(Excerpts of location labeling data)
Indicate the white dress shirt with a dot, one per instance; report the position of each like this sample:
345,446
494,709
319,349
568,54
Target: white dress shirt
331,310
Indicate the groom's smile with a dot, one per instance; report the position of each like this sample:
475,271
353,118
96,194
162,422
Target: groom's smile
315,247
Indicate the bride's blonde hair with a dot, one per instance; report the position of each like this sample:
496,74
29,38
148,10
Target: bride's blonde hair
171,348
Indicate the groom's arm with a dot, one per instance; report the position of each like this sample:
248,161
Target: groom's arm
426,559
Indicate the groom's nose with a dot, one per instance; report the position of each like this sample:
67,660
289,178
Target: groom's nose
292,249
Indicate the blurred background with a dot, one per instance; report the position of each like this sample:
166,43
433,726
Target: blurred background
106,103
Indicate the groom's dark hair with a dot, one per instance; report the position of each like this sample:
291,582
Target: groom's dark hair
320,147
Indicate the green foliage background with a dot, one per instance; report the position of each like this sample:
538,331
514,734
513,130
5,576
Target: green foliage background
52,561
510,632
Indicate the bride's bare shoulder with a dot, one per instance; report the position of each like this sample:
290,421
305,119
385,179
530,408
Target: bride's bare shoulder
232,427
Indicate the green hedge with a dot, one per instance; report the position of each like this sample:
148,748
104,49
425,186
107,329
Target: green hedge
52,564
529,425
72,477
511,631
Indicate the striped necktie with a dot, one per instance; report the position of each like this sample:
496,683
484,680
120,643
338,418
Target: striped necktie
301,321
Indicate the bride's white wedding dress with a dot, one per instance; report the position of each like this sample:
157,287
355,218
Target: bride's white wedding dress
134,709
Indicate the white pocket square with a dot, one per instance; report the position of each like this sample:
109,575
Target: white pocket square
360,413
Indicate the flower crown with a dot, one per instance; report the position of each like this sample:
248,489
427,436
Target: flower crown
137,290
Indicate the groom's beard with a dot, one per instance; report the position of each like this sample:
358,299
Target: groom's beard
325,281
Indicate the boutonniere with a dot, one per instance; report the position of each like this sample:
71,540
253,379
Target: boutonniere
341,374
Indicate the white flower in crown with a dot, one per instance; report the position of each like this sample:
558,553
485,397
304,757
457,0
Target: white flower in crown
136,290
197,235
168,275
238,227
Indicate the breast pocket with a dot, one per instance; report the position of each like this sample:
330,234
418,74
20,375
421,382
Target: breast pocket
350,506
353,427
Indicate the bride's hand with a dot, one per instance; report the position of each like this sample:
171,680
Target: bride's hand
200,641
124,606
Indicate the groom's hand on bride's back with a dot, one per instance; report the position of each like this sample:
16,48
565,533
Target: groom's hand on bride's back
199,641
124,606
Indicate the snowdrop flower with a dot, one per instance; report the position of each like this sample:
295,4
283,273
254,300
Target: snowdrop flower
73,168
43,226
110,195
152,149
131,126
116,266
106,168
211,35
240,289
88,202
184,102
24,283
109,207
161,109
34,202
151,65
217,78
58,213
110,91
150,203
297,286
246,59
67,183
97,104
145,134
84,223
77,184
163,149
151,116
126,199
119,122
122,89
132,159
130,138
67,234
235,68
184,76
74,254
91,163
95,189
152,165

## BRIEF
Reproduce the records above, swapping every "Indicate" for "Mark" and leaving everything else unchanged.

## IN RESPONSE
Mark the white dress shirt with a dot, one per instance; report the position of each like this sample:
345,446
494,709
319,349
568,54
Target: white dress shirt
331,310
Mark the groom's smile with a dot, one per instance; report the position of each like this sample:
475,271
353,118
96,194
162,422
Target: groom's smile
315,247
Mark the bride's blonde hair with a dot, one per instance; report the position of each like this sample:
496,74
29,38
148,10
Target: bride's blonde hair
171,348
Mark the groom's arm with a dot, one per instance; report the position of each like this sample:
248,161
Target: groom's arm
426,559
Mark the groom's nose with a dot, one per instance; report the position of each like this sample:
67,660
289,178
Target: groom's nose
292,249
Mark the blurred background with a dot, one per instance; report the position of each like this sample:
166,43
433,726
Target: blurred background
106,103
Mark the groom's dark hair with a dot, one per instance; report the position of each like this sample:
291,582
Target: groom's dark hair
320,147
Mark the green foliage background with a dot, one per instance; report the position of each like this sample:
538,331
514,734
513,130
5,576
Target: green foliage background
52,561
510,632
Mark the bride's bare shoulder with a dot, one per instance; report the position of each like this sample:
290,421
305,119
385,179
530,408
Target: bride's bare shoulder
232,427
Mark the green hedge with a dot, one per instance; report the position of each like this sample:
148,748
104,49
425,186
107,329
Target: green hedge
52,564
529,425
72,477
511,631
Mark the striped necktie with a dot, one per instance; report the position of each like this sample:
496,683
484,680
120,643
338,418
Target: striped necktie
301,321
Mark the bride's white wedding dress with a dot, one per instance; report the position of each like this sample:
157,287
355,218
Target: bride's white wedding dress
134,709
Mark the white pocket square with a dot, one per instance; report the position of each like this sample:
109,575
Target: white pocket square
360,413
Mark the flower crown with a dot, one per instance; report the position of each like this sample:
248,489
427,436
Target: flower crown
137,290
Mark the groom's beard with a dot, one per instance; report the position of each like this sample:
358,299
Target: groom's beard
325,281
Mark the boutonniere with a dot, one per instance; report the position of each like this sample:
71,540
253,379
Target: boutonniere
341,374
Mark the white flower in crown with a dot, one per instance; report the position of each like this sample:
558,553
485,397
304,757
457,0
Target: white flower in crown
136,290
197,235
168,275
238,227
Mark the breast pocket with a dot, one per instance; report the position of each like this sample:
330,234
418,74
20,375
421,382
Target: breast pocket
350,506
353,427
Mark the bride's hand with a dot, one per instance; report the position of each like this sample:
171,680
Target: bride's hand
200,641
124,606
Mark the groom's hand on bride's back with a dot, one per instance; report the position of each like this sample:
16,48
565,533
Target: groom's hand on bride's back
199,641
124,606
Mark the snowdrop flower with a dot, one per instance; report the position of each like this sample:
295,4
283,273
254,300
Target: snowdrop flower
73,168
43,226
110,195
152,149
131,126
116,266
106,168
211,35
240,289
88,202
184,102
24,283
109,207
161,109
34,202
151,65
217,78
58,213
110,91
150,203
297,286
246,59
67,183
97,104
145,134
84,223
77,184
163,149
151,116
126,199
119,122
122,89
132,159
130,138
67,234
235,68
184,76
74,254
91,163
95,189
152,165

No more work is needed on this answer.